→ Document passage:
---*---
Bug#908678: Some more thoughts and some tests on the security-tracker git repo

To: Daniel Lange <DLange@debian.org>, 908678@bugs.debian.org, 908678@bugs.debian.org
Cc: Guido Günther <agx@sigxcpu.org>, Bastian Blank <waldi@debian.org>
Subject: Bug#908678: Some more thoughts and some tests on the security-tracker git repo
From: Antoine Beaupré <anarcat@debian.org>
Date: Fri, 09 Nov 2018 18:05:55 -0500
Message-id: <[🔎] 87sh09j1gs.fsf@curie.anarc.at>
Reply-to: Antoine Beaupré <anarcat@debian.org>, 908678@bugs.debian.org
In-reply-to: <[🔎] 87y3a2hshp.fsf@curie.anarc.at>
References: <20180912131055.srfkzw5nefmcoqnh@shell.thinkmo.de> <48a81bd6-3e71-50b1-0c59-c94fbbd58a94@debian.org> <[🔎] 87y3a2hshp.fsf@curie.anarc.at> <20180912131055.srfkzw5nefmcoqnh@shell.thinkmo.de>

On 2018-11-09 16:05:06, Antoine Beaupré wrote:
>  2. do a crazy filter-branch to send commits to the right
>     files. considering how long an initial clone takes, i can't even
>     begin to imagine how long *that* would take. but it would be the
>     most accurate simulation.
---*---
(Dataset entries)
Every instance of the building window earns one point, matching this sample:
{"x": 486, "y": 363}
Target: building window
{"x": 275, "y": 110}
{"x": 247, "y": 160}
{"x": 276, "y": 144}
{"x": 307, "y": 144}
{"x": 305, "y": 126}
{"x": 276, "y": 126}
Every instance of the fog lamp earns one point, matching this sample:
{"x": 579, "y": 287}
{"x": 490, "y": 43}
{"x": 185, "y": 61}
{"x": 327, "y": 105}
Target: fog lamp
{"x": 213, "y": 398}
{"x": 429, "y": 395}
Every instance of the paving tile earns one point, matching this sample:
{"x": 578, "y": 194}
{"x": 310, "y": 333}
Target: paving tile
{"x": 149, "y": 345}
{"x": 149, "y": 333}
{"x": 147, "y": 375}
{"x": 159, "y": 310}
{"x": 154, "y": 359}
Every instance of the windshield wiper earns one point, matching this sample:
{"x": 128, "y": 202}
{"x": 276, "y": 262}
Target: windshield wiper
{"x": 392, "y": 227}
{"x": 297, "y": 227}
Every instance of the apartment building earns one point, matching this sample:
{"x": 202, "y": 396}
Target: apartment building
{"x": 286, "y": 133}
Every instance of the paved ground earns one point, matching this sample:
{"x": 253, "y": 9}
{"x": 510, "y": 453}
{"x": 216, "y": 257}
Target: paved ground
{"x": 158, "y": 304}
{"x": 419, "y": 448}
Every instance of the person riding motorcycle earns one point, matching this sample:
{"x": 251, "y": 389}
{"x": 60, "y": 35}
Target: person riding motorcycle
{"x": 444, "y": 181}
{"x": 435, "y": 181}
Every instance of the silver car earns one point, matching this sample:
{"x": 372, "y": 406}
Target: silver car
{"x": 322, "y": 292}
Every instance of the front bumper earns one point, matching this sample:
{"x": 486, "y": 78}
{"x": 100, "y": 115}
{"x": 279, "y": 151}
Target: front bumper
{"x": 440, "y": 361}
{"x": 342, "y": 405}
---*---
→ Task requirements:
1. Translate this sentence from the security-tracker email into Spanish: "considering how long an initial clone takes, i can't even begin to imagine how long *that* would take."
2. Repeat, word for word, the part of the security-tracker email starting with "On 2018-11-09 16:05:06, Antoine" and going on through "most accurate simulation.".
3. Answer these questions from the security-tracker email:
(a) What bug number does the subject line give?
(b) Who is listed in the Cc field?
(c) What date and time are given for the message?
Use only the security-tracker email as your source.

→ Answers for the tasks:
1. Considerando cuánto tarda un clonado inicial, ni siquiera puedo empezar a imaginar cuánto tardaría *eso*.

2.
On 2018-11-09 16:05:06, Antoine Beaupré wrote:
>  2. do a crazy filter-branch to send commits to the right
>     files. considering how long an initial clone takes, i can't even
>     begin to imagine how long *that* would take. but it would be the
>     most accurate simulation.

3.
(a) 908678
(b) Guido Günther <agx@sigxcpu.org> and Bastian Blank <waldi@debian.org>
(c) Fri, 09 Nov 2018 18:05:55 -0500